───── Stored rows ─────

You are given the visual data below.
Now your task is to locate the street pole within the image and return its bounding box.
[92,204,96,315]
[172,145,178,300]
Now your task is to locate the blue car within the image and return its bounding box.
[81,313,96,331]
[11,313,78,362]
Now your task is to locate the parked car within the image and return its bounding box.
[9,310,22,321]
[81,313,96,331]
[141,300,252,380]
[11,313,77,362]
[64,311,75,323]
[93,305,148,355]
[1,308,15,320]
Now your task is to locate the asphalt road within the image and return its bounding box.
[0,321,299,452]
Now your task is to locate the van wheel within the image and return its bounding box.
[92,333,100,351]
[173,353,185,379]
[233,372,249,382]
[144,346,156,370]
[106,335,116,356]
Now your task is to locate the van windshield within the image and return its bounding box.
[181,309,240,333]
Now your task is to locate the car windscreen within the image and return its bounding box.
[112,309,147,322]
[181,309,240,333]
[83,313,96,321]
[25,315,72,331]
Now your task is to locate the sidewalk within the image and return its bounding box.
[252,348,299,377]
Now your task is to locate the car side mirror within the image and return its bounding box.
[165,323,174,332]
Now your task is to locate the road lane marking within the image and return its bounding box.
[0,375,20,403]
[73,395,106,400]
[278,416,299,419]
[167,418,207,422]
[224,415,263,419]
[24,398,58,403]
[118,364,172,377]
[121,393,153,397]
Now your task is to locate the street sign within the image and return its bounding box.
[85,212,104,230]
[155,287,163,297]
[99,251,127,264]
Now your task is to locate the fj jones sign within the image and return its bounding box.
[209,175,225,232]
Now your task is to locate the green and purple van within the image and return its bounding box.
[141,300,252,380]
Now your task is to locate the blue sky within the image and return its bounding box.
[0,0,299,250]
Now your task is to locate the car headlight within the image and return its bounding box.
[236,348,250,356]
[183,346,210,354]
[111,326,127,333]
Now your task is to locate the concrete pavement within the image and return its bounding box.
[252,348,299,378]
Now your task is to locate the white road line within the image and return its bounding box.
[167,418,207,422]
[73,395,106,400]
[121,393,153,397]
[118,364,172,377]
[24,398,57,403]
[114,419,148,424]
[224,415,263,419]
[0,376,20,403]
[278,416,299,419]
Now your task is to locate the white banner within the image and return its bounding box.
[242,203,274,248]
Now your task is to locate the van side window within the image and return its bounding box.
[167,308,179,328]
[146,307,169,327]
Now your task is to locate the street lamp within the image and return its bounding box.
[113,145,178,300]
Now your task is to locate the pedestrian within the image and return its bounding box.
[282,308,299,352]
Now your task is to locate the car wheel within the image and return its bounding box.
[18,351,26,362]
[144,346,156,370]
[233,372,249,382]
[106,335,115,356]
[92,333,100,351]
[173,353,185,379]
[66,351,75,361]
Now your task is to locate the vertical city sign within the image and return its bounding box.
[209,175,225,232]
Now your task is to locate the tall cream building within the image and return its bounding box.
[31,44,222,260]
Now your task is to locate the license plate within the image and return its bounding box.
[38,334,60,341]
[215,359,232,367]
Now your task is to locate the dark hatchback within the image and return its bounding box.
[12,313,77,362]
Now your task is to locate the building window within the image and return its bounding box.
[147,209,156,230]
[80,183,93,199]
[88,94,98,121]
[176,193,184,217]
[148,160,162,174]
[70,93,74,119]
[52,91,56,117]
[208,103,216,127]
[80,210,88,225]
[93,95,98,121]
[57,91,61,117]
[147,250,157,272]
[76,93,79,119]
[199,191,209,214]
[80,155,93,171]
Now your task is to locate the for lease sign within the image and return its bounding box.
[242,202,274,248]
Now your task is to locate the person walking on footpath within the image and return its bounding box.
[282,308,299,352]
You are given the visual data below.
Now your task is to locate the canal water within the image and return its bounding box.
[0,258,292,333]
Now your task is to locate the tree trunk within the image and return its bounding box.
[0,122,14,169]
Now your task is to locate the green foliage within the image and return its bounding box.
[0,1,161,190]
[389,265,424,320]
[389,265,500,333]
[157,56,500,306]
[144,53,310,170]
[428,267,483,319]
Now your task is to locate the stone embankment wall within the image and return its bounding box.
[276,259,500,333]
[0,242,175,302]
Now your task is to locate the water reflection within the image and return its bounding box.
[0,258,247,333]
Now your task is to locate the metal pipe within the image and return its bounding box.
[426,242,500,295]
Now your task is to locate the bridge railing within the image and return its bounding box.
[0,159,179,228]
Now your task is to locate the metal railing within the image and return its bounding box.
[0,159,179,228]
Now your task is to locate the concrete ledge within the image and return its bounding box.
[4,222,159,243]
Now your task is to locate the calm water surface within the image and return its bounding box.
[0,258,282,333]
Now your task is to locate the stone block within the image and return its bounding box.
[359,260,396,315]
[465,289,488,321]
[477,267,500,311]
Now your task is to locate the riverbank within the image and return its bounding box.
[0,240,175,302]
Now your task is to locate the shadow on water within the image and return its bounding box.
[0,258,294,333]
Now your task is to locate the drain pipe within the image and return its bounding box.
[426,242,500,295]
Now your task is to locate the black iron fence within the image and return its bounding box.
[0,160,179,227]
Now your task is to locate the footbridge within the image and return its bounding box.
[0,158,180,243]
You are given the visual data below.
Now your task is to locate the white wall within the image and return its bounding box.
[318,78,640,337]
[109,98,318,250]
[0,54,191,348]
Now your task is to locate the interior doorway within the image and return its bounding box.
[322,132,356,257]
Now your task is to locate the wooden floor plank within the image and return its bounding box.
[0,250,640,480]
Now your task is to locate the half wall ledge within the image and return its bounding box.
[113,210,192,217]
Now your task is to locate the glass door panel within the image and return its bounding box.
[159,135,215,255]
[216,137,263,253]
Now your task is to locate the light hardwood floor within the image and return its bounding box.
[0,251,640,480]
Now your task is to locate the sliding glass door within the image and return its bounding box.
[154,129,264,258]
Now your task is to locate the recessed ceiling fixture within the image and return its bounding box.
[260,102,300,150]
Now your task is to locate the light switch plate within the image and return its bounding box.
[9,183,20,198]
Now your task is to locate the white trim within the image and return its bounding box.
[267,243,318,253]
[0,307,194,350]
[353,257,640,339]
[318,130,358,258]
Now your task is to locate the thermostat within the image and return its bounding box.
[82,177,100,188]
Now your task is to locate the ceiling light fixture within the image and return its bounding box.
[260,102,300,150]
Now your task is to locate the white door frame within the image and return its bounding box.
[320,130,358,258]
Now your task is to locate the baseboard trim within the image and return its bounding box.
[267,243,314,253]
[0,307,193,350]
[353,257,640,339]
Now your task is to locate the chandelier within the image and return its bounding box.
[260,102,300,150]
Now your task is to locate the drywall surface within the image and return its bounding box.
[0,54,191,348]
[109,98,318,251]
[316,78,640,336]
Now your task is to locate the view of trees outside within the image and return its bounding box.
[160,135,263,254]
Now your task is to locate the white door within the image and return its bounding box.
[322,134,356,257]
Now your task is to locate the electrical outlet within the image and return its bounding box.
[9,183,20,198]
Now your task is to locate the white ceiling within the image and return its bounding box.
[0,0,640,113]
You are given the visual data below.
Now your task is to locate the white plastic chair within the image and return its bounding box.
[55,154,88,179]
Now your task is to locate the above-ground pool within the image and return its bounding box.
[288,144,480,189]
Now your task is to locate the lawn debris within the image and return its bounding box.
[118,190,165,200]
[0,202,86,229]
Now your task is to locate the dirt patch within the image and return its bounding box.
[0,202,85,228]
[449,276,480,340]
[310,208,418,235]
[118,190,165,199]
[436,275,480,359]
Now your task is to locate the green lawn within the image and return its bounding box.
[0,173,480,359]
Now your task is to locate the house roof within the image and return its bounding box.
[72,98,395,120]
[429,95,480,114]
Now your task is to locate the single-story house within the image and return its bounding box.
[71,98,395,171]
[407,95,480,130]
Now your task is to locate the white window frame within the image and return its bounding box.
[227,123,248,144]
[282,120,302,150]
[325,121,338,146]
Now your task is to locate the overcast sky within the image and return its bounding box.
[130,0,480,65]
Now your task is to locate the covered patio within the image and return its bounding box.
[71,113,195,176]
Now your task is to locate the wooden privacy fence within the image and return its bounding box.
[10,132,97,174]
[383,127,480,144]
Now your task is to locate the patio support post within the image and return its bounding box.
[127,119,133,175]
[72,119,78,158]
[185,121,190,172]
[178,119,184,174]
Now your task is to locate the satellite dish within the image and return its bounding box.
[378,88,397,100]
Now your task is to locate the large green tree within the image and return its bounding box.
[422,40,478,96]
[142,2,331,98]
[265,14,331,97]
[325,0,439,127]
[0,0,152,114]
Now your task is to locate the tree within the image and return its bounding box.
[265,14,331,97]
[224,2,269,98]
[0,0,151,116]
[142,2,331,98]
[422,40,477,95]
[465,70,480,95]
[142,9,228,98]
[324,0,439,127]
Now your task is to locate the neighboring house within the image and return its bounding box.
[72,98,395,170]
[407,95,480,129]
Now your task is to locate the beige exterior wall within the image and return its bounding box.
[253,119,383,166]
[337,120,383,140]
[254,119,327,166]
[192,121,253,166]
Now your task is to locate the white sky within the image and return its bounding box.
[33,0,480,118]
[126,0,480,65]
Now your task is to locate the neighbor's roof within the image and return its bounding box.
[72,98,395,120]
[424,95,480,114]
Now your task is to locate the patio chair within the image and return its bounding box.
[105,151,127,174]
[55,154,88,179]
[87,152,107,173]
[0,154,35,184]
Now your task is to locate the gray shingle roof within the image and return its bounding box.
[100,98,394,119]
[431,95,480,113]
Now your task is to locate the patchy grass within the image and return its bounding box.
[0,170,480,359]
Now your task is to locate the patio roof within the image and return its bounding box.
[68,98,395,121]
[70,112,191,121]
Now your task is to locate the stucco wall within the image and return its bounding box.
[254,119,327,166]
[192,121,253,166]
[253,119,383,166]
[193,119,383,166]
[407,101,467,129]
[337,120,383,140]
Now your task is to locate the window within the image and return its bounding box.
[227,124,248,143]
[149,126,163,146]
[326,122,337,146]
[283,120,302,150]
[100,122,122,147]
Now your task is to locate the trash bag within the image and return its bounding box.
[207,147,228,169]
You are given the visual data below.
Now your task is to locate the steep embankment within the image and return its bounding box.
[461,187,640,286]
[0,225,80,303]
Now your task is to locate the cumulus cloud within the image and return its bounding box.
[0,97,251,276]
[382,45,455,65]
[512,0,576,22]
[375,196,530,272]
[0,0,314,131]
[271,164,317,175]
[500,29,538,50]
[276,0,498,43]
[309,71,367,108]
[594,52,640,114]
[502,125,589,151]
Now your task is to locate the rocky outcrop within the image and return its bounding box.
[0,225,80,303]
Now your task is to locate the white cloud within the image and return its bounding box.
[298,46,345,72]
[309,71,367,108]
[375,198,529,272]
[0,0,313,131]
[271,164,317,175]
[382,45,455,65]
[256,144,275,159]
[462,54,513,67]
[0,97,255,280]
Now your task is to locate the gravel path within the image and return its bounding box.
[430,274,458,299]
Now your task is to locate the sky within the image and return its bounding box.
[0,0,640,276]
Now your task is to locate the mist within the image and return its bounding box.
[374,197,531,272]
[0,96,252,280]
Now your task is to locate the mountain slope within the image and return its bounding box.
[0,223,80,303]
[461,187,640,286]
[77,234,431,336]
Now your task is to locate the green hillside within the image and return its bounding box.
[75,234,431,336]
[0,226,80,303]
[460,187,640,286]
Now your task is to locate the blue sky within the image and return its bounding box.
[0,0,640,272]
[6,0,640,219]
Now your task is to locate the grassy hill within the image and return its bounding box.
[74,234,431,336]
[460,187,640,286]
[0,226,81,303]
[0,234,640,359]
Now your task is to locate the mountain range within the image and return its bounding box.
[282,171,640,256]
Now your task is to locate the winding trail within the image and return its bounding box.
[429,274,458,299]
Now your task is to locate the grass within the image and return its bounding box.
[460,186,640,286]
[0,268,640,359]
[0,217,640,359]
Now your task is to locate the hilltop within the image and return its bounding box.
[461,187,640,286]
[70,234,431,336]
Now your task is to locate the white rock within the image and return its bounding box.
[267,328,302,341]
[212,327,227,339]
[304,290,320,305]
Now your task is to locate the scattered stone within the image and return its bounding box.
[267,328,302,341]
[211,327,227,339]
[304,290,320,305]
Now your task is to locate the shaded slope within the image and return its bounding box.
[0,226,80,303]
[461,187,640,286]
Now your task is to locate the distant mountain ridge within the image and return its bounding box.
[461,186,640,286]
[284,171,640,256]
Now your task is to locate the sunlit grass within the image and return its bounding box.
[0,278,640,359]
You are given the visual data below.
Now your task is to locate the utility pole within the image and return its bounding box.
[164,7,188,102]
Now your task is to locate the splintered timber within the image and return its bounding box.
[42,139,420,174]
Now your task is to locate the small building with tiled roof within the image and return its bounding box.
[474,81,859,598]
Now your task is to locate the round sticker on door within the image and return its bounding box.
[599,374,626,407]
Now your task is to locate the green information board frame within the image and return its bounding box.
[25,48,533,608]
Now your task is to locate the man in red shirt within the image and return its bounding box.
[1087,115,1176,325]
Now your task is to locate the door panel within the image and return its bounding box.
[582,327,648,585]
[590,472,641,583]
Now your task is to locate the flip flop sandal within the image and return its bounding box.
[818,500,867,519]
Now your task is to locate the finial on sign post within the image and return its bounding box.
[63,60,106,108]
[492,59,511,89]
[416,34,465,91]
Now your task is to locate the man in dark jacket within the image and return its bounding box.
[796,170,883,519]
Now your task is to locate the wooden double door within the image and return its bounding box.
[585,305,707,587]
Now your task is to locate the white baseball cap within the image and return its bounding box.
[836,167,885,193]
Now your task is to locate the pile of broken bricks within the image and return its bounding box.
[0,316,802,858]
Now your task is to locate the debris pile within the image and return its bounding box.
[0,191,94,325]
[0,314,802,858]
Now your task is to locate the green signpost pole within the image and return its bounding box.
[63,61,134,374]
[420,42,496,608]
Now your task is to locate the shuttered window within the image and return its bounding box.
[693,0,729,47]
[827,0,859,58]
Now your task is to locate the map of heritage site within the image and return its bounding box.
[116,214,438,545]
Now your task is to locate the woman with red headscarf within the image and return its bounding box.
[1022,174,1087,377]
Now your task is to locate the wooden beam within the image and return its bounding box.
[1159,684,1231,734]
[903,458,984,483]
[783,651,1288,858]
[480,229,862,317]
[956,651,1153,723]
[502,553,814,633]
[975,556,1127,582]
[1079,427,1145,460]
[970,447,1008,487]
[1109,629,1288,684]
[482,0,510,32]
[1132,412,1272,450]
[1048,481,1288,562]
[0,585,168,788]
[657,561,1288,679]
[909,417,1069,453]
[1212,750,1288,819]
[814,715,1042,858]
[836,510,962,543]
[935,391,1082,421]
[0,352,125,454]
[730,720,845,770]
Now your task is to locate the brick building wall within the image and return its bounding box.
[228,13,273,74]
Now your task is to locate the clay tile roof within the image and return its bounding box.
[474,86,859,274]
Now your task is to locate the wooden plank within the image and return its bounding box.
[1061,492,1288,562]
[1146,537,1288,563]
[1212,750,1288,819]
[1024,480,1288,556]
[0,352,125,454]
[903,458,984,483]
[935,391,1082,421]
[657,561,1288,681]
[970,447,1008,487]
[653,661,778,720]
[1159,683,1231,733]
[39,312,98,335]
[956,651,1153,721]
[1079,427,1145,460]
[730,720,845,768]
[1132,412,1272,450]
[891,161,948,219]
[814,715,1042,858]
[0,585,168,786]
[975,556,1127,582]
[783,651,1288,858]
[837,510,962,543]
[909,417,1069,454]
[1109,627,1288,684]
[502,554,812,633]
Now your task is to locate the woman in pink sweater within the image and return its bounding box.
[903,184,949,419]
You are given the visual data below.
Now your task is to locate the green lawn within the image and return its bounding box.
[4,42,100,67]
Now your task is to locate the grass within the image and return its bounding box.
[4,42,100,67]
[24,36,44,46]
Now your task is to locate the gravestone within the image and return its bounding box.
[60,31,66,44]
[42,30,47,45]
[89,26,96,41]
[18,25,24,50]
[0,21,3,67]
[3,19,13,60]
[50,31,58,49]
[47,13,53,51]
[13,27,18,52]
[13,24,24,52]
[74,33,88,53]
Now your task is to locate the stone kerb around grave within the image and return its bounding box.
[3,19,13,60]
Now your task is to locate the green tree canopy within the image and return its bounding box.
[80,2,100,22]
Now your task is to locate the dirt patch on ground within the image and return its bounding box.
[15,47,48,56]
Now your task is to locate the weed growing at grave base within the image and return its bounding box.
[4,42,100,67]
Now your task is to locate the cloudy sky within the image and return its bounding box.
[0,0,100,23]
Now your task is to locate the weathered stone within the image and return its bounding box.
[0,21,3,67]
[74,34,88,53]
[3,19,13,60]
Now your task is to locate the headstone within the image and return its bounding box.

─────

Work to do. Quote the items verbatim, from the line with "Now your task is to locate the white baseball" up to and including the line with "[1022,174,1087,377]".

Exercise response.
Now your task is to locate the white baseball cap within the image and return its bounding box.
[836,167,885,193]
Now your task is to locate the pile of broken bricks within the image and return its bounding box.
[0,316,802,858]
Now your task is to locate the debris pile within the image and return its bounding box.
[0,191,94,325]
[0,314,802,858]
Now your task is to locate the green signpost pole within the image and return its bounding box.
[63,61,134,374]
[420,42,496,608]
Now your task is to locate the shuttered window within the image and return its bounding box.
[693,0,729,47]
[827,0,859,58]
Now your task is to locate the map of heritage site within the image and return its bounding box.
[116,214,438,545]
Now your task is to locate the woman with red headscarf within the image and return its bounding box.
[1022,174,1087,377]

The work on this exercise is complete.